> [DOCUMENT]
[Begin]

Originally published June 11, 2013
|The New York City skyline remained dark at sunrise on Aug. 15, 2003. More than 12 hours after the biggest North American power outage in history left huge swaths of the Northeast in sweltering darkness, much of New York and its suburbs were still without electricity. Image by © Chip East/Reuters/Corbis|
It was rush hour in Manhattan on a hot August day in 2003 when the lights went out. Elevators stopped and hundreds of thousands of people were trapped inside the subways. But New Yorkers were not alone in their frustration.
The electric grid had failed massively, beginning in northern Ohio, then radiating outward to the north and east. Fifty million people throughout Ohio, Michigan Ontario, Pennsylvania, New York, Massachusetts, Connecticut and Vermont were without power. It proved to be the largest power outage in American history. It resulted in at least 11 deaths and an estimated $6 billion economic loss in the United States and more than $2 billion in Canada. In some parts of the United States, power was not restored for four days.
The Aug. 14, 2003 blackout proved to be a game-changing event for the power industry. The voluntary reliability standards, which had held sway for nearly 40 years following the 1965 Northeast blackout, were upended by congressional action. It ushered in a new era of mandatory, enforceable reliability standards, and a new culture focused on reliability excellence and accountability. The culture is underpinned by a hybrid system of bottom-up, industry-led standards development, coupled with government-led, top-down regulation and compliance monitoring. After 10 years, the result is significant improvements in reliability performance.

[End]

> [REQUIRED TASKS]
1. Translate this sentence from the blackout article into Spanish: "It proved to be the largest power outage in American history."
2. Write out everything in the blackout article from "The Aug. 14, 2003" down to "in reliability performance.", word for word.
3. According to the blackout article, how many people were without power?

> [DATA BLOCK]
[Begin]

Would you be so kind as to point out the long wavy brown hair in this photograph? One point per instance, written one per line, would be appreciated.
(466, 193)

[End]

> [THE ANSWERS]
1. Resultó ser el mayor apagón de la historia de Estados Unidos.

2.
The Aug. 14, 2003 blackout proved to be a game-changing event for the power industry. The voluntary reliability standards, which had held sway for nearly 40 years following the 1965 Northeast blackout, were upended by congressional action. It ushered in a new era of mandatory, enforceable reliability standards, and a new culture focused on reliability excellence and accountability. The culture is underpinned by a hybrid system of bottom-up, industry-led standards development, coupled with government-led, top-down regulation and compliance monitoring. After 10 years, the result is significant improvements in reliability performance.

3. Fifty million people.